EXERCISE DESCRIPTION: Every line from the one containing "Target: white sneaker" to the one containing "white van, return" in the records below, both included, must be set down exactly, and no other line.

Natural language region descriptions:
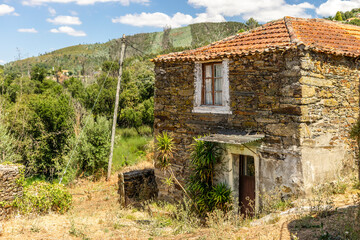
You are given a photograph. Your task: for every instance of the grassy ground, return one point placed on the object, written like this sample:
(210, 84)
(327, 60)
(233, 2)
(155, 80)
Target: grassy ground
(96, 214)
(131, 146)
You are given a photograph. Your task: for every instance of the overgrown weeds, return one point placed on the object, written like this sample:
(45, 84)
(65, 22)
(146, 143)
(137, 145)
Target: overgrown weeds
(43, 197)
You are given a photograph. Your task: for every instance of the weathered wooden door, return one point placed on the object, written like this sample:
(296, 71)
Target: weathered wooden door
(246, 184)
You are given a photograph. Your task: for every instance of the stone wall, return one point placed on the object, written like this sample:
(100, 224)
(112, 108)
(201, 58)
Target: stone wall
(10, 187)
(263, 89)
(137, 186)
(330, 108)
(286, 96)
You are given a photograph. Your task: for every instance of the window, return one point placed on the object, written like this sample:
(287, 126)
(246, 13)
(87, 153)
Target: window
(212, 84)
(212, 88)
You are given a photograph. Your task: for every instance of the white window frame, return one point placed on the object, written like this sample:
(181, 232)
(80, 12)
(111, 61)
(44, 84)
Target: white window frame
(225, 107)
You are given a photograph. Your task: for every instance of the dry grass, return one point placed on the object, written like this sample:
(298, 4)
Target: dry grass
(96, 214)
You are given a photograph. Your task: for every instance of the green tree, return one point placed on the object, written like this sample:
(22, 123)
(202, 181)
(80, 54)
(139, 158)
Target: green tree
(91, 156)
(38, 73)
(7, 146)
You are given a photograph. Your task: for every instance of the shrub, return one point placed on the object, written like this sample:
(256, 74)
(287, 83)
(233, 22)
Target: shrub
(205, 195)
(7, 146)
(128, 132)
(165, 148)
(43, 197)
(91, 156)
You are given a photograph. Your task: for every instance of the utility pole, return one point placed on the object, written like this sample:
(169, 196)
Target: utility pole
(116, 107)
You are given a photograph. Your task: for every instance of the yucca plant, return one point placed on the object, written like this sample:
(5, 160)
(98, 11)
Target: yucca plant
(165, 148)
(207, 197)
(220, 197)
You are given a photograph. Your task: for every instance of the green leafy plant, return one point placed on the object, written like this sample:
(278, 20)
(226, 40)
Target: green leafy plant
(165, 148)
(43, 197)
(206, 195)
(93, 147)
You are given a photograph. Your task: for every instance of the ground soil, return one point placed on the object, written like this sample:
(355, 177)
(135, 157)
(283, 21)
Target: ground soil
(96, 214)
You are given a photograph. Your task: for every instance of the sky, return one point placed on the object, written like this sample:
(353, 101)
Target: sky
(32, 27)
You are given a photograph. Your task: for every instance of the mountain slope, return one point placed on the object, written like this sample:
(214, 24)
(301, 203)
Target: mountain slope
(89, 57)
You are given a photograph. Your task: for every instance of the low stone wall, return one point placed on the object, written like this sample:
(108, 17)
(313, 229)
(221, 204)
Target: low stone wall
(137, 186)
(10, 187)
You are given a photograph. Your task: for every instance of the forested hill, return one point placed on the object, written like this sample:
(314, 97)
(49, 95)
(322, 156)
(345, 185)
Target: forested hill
(87, 59)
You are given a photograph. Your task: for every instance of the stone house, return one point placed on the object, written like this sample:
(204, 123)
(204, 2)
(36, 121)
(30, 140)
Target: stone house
(280, 98)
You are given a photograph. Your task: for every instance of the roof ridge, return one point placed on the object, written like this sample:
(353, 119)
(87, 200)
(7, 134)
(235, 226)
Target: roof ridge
(292, 35)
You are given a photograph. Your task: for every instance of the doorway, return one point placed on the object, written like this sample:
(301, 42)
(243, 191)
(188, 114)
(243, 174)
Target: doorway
(246, 183)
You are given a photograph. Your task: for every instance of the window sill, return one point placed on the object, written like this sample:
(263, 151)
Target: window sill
(212, 109)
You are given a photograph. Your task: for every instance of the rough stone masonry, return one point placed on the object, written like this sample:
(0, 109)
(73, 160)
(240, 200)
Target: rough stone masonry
(304, 102)
(10, 187)
(137, 186)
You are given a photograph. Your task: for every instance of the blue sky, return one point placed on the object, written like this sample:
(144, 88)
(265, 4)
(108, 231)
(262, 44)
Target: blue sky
(31, 27)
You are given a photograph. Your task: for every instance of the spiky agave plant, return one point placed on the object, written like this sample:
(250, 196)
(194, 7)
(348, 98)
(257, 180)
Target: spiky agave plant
(206, 196)
(165, 148)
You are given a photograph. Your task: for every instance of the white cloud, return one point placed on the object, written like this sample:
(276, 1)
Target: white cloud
(159, 19)
(262, 10)
(65, 20)
(330, 7)
(82, 2)
(6, 9)
(69, 31)
(52, 11)
(27, 30)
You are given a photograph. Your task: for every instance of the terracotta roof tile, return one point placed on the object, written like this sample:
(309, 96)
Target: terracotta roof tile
(316, 34)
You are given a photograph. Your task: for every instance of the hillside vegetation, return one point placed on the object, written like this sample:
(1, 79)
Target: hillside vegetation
(85, 59)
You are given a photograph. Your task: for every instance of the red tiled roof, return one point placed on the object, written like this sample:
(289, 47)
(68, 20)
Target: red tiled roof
(315, 34)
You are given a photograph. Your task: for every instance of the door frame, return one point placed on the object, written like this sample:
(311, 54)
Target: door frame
(249, 151)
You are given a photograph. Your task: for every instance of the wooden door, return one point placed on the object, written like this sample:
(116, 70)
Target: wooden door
(247, 184)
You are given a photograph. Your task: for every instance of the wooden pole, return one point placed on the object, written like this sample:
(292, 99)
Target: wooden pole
(116, 107)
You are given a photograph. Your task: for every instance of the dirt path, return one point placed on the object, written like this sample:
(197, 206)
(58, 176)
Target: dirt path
(97, 215)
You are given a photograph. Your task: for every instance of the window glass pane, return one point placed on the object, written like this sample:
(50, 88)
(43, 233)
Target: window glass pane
(208, 71)
(208, 91)
(218, 70)
(218, 84)
(208, 98)
(250, 166)
(208, 84)
(218, 98)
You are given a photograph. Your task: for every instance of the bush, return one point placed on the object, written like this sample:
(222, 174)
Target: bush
(91, 156)
(205, 194)
(128, 132)
(7, 146)
(42, 197)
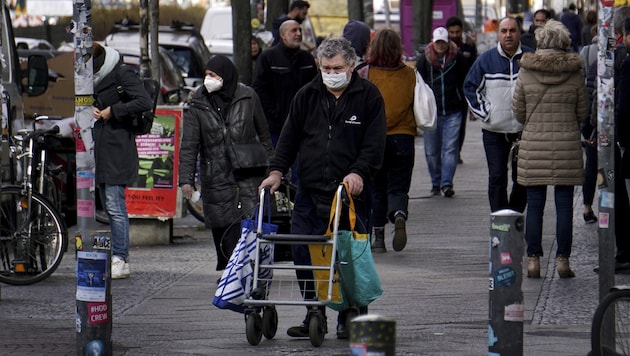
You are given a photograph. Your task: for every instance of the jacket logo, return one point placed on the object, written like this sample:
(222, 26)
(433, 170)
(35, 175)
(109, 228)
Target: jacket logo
(353, 120)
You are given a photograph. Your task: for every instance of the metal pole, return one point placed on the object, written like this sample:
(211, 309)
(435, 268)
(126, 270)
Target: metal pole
(93, 297)
(505, 329)
(606, 156)
(605, 148)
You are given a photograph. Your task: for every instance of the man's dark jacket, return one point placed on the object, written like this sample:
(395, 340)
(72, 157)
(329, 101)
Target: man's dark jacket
(333, 140)
(115, 149)
(280, 73)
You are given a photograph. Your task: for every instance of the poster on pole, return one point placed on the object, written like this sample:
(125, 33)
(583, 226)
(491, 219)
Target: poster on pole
(154, 194)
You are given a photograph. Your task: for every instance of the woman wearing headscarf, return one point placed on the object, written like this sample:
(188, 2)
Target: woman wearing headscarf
(115, 149)
(550, 100)
(222, 112)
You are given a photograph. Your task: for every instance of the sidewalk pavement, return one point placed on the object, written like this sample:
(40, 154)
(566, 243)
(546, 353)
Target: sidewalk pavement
(436, 289)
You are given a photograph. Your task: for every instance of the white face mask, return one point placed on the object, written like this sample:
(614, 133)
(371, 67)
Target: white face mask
(335, 81)
(212, 84)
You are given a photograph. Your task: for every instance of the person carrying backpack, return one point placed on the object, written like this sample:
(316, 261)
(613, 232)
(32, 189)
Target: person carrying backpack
(115, 152)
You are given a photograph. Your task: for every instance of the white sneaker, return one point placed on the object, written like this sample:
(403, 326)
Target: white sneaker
(118, 268)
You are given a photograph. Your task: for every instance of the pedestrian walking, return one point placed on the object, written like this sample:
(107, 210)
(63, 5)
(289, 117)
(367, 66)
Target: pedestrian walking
(115, 150)
(550, 100)
(396, 81)
(540, 18)
(298, 10)
(222, 113)
(488, 88)
(443, 67)
(573, 22)
(336, 129)
(280, 72)
(468, 49)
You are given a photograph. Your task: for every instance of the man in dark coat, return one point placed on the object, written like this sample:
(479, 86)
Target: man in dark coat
(298, 10)
(573, 22)
(115, 149)
(336, 128)
(280, 72)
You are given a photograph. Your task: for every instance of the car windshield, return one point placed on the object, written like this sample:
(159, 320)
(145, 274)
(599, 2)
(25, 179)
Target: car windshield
(186, 61)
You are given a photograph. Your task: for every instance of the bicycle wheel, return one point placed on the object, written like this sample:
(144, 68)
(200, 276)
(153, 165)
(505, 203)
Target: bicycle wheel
(31, 244)
(610, 334)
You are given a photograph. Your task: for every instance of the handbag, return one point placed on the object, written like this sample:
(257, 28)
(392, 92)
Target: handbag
(361, 284)
(236, 282)
(248, 155)
(424, 106)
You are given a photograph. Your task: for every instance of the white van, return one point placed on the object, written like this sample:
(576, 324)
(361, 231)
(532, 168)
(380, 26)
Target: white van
(216, 30)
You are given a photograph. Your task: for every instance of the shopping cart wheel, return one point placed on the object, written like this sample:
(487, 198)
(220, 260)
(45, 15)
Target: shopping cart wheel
(253, 329)
(270, 322)
(352, 313)
(316, 330)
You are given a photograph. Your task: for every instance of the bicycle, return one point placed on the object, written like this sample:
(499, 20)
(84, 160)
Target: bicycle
(33, 235)
(610, 334)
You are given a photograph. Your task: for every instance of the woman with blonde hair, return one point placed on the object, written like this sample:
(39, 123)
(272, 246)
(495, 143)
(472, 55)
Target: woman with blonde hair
(550, 101)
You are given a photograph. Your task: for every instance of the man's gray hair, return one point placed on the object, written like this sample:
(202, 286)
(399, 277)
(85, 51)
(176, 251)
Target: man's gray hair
(336, 45)
(554, 35)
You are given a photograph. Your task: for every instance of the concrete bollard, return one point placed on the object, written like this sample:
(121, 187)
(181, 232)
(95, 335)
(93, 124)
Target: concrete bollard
(94, 297)
(506, 309)
(372, 335)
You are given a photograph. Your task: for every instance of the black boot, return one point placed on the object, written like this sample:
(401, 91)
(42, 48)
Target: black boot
(378, 243)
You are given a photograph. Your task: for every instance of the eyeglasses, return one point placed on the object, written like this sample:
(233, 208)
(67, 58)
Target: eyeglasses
(335, 69)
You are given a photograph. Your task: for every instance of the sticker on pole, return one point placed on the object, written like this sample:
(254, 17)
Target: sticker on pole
(98, 313)
(514, 312)
(91, 276)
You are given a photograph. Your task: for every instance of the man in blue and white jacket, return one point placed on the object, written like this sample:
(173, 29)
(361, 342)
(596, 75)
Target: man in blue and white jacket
(488, 88)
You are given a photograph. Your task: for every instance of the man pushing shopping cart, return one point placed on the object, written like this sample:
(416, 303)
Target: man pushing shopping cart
(336, 130)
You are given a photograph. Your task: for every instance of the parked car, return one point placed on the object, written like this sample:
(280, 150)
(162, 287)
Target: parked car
(173, 88)
(33, 43)
(183, 43)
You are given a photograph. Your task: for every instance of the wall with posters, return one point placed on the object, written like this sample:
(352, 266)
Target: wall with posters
(155, 193)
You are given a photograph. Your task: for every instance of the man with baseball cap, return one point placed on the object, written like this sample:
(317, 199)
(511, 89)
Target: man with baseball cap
(443, 68)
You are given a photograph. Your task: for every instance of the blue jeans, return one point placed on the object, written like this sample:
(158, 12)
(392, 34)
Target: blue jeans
(536, 197)
(392, 182)
(497, 147)
(441, 148)
(114, 198)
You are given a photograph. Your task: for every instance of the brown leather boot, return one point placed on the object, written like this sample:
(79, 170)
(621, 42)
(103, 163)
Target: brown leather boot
(562, 266)
(533, 267)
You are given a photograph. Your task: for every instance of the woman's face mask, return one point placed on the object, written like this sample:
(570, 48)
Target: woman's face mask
(335, 81)
(212, 84)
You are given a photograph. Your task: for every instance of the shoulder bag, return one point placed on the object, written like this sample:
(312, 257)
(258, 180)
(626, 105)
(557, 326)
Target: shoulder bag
(424, 106)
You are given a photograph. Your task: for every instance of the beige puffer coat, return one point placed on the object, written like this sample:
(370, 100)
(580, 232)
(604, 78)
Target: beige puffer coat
(550, 100)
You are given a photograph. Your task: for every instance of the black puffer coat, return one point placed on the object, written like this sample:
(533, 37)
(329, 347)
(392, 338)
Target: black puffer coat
(115, 149)
(205, 133)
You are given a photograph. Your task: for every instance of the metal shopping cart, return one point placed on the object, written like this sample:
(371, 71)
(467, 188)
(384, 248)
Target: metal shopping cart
(259, 299)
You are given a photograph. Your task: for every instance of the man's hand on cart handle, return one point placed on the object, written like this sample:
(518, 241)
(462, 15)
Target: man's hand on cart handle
(272, 181)
(187, 191)
(355, 183)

SOLUTION BELOW:
Target: white sneaker
(118, 268)
You are given a photograph. Your task: for every instance of the pedestrian walking, return one point placed on the object, written like this sample:
(107, 210)
(63, 5)
(289, 117)
(367, 66)
Target: pedestrian walking
(115, 150)
(550, 100)
(396, 81)
(540, 18)
(298, 10)
(222, 113)
(488, 88)
(443, 67)
(573, 22)
(336, 129)
(280, 72)
(468, 49)
You are given a photograph. Your task: for every instance of the man in dark coat, return one point placed on the object, written like this sample:
(479, 86)
Target: man in dark coat
(298, 10)
(573, 22)
(115, 149)
(336, 128)
(280, 72)
You are given a photograph. Your task: for every instance of the car windshield, return one point placed on the object, written like this sample:
(159, 320)
(145, 274)
(599, 2)
(25, 179)
Target: car windshield
(186, 61)
You are given a photograph. Your task: for every instance of the bicycle wheel, return one point placed on the object, written like this sample:
(144, 68)
(200, 276)
(153, 165)
(505, 203)
Target: bicycle wheel
(31, 244)
(610, 334)
You are given a photograph. Your task: for every instance of the handbag, return one point placed on the object, written like this sample:
(257, 28)
(392, 92)
Target: handbag
(361, 284)
(236, 282)
(248, 155)
(424, 106)
You are given a photograph. Your task: for every instance of the white van, return one point placed on the object, written like this sample:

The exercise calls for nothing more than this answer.